• Your goal
Please quote every line word for word.

• • •

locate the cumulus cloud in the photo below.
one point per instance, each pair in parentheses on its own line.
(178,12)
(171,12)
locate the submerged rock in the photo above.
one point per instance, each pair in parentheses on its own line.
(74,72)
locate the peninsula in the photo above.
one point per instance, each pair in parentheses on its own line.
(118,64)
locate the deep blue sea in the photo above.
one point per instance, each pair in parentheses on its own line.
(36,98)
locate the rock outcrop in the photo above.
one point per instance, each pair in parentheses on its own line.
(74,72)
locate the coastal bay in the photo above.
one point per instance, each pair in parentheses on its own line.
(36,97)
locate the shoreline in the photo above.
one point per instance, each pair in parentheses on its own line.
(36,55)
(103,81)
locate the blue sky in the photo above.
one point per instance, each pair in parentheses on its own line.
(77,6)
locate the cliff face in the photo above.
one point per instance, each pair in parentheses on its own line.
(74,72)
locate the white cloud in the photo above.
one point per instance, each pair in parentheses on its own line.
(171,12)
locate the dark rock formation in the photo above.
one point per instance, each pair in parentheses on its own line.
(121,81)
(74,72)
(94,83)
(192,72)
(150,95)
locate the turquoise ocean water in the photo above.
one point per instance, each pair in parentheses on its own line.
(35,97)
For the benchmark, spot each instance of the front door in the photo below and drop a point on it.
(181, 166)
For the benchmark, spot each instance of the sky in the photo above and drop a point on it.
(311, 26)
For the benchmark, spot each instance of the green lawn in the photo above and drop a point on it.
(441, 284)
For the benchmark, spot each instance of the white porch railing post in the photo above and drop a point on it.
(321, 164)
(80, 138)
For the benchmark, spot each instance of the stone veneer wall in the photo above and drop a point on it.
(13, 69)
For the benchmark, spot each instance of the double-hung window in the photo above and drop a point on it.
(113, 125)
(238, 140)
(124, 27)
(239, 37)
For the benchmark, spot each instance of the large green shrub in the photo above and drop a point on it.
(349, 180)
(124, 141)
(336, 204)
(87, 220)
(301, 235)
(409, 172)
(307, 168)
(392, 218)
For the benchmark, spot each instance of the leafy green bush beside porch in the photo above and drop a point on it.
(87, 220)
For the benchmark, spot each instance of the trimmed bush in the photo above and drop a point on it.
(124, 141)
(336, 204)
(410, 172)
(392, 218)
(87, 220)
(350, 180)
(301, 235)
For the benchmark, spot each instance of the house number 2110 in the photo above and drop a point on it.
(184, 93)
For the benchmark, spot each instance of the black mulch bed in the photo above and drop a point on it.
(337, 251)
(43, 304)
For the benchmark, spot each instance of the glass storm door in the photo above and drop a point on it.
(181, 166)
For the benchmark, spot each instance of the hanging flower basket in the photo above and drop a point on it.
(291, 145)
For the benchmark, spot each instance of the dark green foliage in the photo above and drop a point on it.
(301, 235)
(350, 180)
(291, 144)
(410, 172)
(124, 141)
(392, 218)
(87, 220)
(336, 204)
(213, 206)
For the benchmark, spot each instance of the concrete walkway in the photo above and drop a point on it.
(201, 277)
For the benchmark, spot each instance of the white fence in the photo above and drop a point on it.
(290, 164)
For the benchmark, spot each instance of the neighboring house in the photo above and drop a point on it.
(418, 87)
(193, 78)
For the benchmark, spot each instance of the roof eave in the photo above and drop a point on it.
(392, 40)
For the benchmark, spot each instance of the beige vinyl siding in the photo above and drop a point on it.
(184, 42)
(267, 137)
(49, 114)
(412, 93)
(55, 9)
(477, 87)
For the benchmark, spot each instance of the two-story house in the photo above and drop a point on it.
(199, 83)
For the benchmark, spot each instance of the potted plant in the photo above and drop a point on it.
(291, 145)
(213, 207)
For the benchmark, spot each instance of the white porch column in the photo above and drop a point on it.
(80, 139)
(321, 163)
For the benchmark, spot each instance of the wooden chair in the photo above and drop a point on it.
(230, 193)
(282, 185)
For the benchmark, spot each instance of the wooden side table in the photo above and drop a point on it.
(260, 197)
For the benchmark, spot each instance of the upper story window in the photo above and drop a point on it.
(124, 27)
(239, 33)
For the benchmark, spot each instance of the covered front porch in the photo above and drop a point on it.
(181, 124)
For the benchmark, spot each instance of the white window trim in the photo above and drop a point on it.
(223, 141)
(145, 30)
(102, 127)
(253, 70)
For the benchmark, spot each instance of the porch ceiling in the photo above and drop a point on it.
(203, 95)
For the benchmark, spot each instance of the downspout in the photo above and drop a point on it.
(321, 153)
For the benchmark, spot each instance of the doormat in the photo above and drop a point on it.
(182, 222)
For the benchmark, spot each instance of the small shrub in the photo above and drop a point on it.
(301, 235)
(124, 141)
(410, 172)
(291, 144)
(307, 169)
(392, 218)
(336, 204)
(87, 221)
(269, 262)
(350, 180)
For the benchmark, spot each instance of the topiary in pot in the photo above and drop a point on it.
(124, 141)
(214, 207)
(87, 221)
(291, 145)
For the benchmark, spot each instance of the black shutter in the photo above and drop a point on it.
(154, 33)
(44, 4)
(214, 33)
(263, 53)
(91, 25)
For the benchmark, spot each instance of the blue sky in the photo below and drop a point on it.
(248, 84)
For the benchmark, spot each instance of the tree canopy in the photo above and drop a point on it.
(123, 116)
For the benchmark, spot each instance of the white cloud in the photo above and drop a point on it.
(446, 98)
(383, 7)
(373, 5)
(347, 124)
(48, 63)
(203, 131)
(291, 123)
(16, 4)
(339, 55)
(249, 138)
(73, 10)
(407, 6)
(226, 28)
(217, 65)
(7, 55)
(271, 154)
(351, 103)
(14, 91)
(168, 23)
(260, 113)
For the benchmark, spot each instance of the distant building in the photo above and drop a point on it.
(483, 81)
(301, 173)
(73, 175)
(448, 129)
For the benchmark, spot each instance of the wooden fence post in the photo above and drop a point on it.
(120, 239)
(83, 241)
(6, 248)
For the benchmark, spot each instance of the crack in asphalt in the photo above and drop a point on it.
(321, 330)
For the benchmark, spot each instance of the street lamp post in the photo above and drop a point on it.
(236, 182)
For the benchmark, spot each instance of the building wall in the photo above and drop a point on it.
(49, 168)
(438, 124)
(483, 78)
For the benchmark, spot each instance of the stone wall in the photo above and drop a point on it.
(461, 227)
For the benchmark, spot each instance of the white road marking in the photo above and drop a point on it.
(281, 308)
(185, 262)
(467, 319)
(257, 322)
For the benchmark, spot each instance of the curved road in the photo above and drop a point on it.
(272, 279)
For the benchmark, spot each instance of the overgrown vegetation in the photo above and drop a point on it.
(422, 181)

• • •

• Exercise response
locate the cumulus cloud in the photo below.
one point per instance, each pair in parentheses on its own line.
(178,12)
(171,12)
locate the submerged rock in the photo above.
one point per instance, each pair in parentheses on its own line.
(74,72)
locate the peninsula in the photo above.
one point per instance, each pair in parentheses on its own line.
(118,64)
locate the deep blue sea in the photo above.
one point per instance, each pair in parentheses on its own line.
(36,98)
locate the rock outcrop in the photo above.
one point per instance, each pair in parentheses on its own line.
(74,72)
locate the coastal bay in the photo above.
one point per instance, each pair in parentheses on its own line.
(36,97)
locate the shoreline in the photo above.
one point per instance, each pair in parentheses on its own line.
(36,55)
(103,81)
locate the blue sky in the photo above.
one point per instance, each pair in parentheses on its own line.
(77,6)
locate the cliff face in the photo above.
one point per instance, each pair in parentheses on its own line.
(74,72)
locate the white cloud in the photo above.
one point per instance, each pair in parentheses on its own line.
(171,12)
locate the dark rock formation in the photo above.
one point per instance, each pair in parentheses on its own line.
(121,81)
(74,72)
(94,83)
(192,72)
(150,95)
locate the turquoise ocean water in the photo above.
one point per instance, each pair in parentheses on its own line.
(35,97)
For the benchmark, spot each instance of the front door in the photo below and drop a point on it.
(181, 166)
For the benchmark, spot each instance of the sky in the photo above and drop a point on it.
(311, 26)
For the benchmark, spot each instance of the green lawn in the photo above and drop a point on it.
(441, 284)
For the benchmark, spot each instance of the white porch railing post in the photo above and drop a point on it.
(321, 164)
(80, 138)
For the benchmark, spot each instance of the stone veneer wall in the photo above and drop a point on it.
(13, 69)
For the benchmark, spot each instance of the double-hung window in the photo above and drop a point on it.
(113, 125)
(238, 140)
(124, 27)
(239, 37)
For the benchmark, spot each instance of the large green shrub in the photo above and drop a point on it.
(349, 180)
(124, 141)
(336, 204)
(87, 220)
(301, 235)
(409, 172)
(307, 168)
(392, 218)
For the benchmark, spot each instance of the leafy green bush beside porch in the photo above and drop a point on it.
(87, 220)
For the benchmark, spot each instance of the trimmed bush in the photo above and drop a point on it.
(124, 141)
(336, 204)
(410, 172)
(392, 218)
(87, 220)
(350, 180)
(301, 235)
For the benchmark, spot each instance of the house number 2110 in the photo above and drop a point on it.
(184, 93)
For the benchmark, spot each instance of the black mulch bed in the photo above and drop a point on it.
(337, 251)
(43, 304)
For the benchmark, spot each instance of the glass storm door in the photo above and drop a point on it.
(181, 166)
For the benchmark, spot each instance of the hanging flower basket in the photo above and drop a point on it.
(291, 145)
For the benchmark, spot each instance of the dark green foliage in the photo above and drop a point on it.
(301, 235)
(350, 180)
(291, 144)
(410, 172)
(124, 141)
(392, 218)
(87, 220)
(336, 204)
(213, 206)
For the benchmark, spot each instance of the concrete walkway in the photo above and drop a point on it.
(201, 277)
For the benchmark, spot each instance of the white fence in the photo above and drop a point on it.
(290, 164)
For the benchmark, spot each instance of the neighboring house in the photo above and drop a point on it.
(418, 87)
(193, 78)
For the benchmark, spot each instance of the roof eave in the photo above and drop a point on it.
(392, 40)
For the benchmark, spot each instance of the beige vinyl siding in the photo above and drop a point on it.
(184, 42)
(267, 137)
(49, 114)
(412, 93)
(55, 9)
(477, 87)
For the benchmark, spot each instance of the two-story house in the photo above and drop a point on it.
(199, 83)
For the benchmark, spot each instance of the potted plant in the photo above and drop a point on it.
(291, 145)
(213, 207)
For the benchmark, spot each instance of the white porch column in the photo above and drop a point on it.
(80, 139)
(321, 163)
For the benchmark, spot each instance of the wooden chair in the photo above and drop a point on it.
(230, 193)
(282, 185)
For the benchmark, spot each instance of the wooden side table in the photo above and drop a point on it.
(260, 197)
For the benchmark, spot each instance of the upper story window in the photo above and drop a point on it.
(124, 27)
(239, 33)
For the benchmark, spot each instance of the covered front porch in the photo above and drop a point on it.
(181, 124)
For the benchmark, spot each instance of the white window trim in the photo above and drop a point on it.
(223, 141)
(145, 30)
(102, 127)
(253, 70)
For the benchmark, spot each instance of the porch ceiling in the photo above and drop a point on it.
(203, 95)
For the benchmark, spot each instance of the downspout in the photo above and drop a point on it.
(321, 153)
For the benchmark, spot each instance of the doormat in the photo above and drop a point on it.
(182, 222)
For the benchmark, spot each instance of the small shrub in the photo above and drop a point on it.
(301, 235)
(124, 141)
(410, 172)
(291, 144)
(307, 169)
(392, 218)
(336, 204)
(87, 221)
(269, 262)
(350, 180)
For the benchmark, spot each instance of the topiary in pot in the photo above and drop a point on it.
(124, 141)
(214, 207)
(87, 221)
(291, 145)
For the benchmark, spot each instance of the black shutter in the photo above and drop a point on it.
(154, 33)
(44, 4)
(214, 33)
(263, 53)
(91, 25)
For the benchmark, spot each instance of the blue sky in the photo below and drop a point on it.
(248, 84)
For the benchmark, spot each instance of the tree canopy in the photo above and drop a point on it.
(123, 116)
For the benchmark, spot each instance of the white cloud in the photo above and drop a point on it.
(446, 98)
(383, 7)
(373, 5)
(347, 124)
(48, 63)
(203, 131)
(291, 123)
(16, 4)
(339, 55)
(249, 138)
(73, 10)
(407, 6)
(226, 28)
(217, 65)
(7, 55)
(271, 154)
(351, 103)
(14, 91)
(168, 23)
(260, 113)
For the benchmark, spot each instance of the distant building in the photo above and drop a point on it.
(483, 81)
(301, 173)
(73, 175)
(448, 129)
For the benchmark, spot each instance of the wooden fence post in the photo above and drop a point on it.
(120, 239)
(83, 241)
(6, 248)
For the benchmark, spot each instance of the crack in asphalt in the photo above and drop a point on it.
(321, 330)
For the benchmark, spot each instance of the street lamp post in the photo above and drop a point on it.
(236, 182)
For the benchmark, spot each instance of the building wall in the photo above and drop a point on it.
(49, 168)
(438, 124)
(483, 78)
For the benchmark, spot each instance of the stone wall in the photo above and drop a point on it.
(461, 227)
For the benchmark, spot each instance of the white road marking in the photo above and drop a point on it.
(281, 308)
(185, 262)
(467, 319)
(257, 322)
For the benchmark, spot each instance of the curved road in the photo above and drop a point on it.
(272, 279)
For the benchmark, spot each instance of the overgrown vegetation in the photo above and drop a point on it.
(422, 181)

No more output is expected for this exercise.